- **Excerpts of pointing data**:
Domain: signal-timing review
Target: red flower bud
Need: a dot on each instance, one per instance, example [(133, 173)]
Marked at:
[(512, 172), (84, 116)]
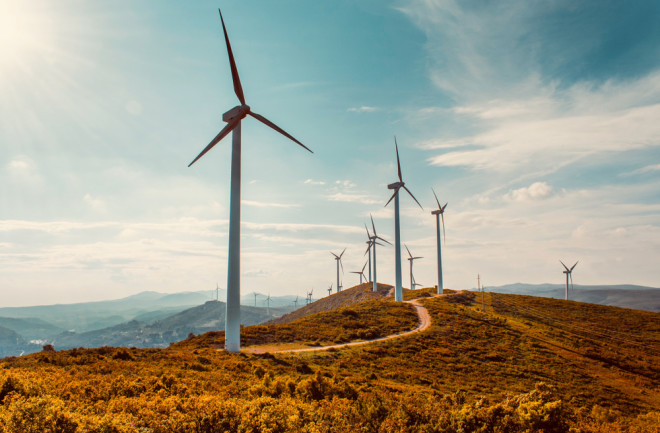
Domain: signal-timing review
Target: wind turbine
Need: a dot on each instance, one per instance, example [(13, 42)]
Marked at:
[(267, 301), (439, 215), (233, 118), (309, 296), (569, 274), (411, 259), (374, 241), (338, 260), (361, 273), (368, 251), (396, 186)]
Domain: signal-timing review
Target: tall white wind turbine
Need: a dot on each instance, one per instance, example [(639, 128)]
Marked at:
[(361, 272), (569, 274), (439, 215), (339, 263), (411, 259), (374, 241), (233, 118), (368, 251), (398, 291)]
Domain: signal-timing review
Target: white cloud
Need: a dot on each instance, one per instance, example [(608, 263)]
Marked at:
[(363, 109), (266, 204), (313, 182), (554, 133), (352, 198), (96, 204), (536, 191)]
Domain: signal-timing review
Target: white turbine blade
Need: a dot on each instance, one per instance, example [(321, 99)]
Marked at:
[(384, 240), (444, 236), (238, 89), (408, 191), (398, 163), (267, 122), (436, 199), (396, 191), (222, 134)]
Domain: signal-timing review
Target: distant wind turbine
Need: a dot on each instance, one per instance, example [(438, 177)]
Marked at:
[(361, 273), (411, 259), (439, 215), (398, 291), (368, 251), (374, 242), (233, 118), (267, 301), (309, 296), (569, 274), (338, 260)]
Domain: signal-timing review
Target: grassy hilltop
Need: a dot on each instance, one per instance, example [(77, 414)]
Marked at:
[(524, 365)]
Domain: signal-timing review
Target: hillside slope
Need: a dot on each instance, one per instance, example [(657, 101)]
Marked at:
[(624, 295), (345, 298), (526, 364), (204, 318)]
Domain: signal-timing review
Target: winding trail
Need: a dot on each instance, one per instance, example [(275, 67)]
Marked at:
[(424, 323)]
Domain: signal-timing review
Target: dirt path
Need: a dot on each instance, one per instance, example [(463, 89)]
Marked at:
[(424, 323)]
---
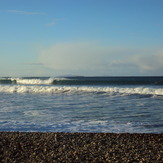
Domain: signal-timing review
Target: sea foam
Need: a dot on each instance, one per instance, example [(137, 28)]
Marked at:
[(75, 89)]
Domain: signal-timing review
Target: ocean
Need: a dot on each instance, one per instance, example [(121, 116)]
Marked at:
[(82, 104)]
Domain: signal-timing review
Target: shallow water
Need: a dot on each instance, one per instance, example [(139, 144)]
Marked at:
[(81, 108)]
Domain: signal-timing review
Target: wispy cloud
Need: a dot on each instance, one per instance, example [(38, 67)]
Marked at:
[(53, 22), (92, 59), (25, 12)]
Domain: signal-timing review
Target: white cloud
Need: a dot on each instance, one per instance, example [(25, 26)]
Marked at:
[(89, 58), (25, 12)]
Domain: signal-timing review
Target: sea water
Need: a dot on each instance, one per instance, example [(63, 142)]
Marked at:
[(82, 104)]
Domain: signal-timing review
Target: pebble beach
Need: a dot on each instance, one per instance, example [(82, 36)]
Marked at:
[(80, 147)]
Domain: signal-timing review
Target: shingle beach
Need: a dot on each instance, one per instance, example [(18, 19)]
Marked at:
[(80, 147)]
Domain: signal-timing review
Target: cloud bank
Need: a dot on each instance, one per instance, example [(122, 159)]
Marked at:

- **PROBLEM STATEMENT**:
Which lines in the data above contain the string "white"? Gather each of them, treating case as significant.

- **SOLVED EXERCISE**:
Target: tall white wind turbine
Target: white cloud
Target: white turbine blade
Target: white cloud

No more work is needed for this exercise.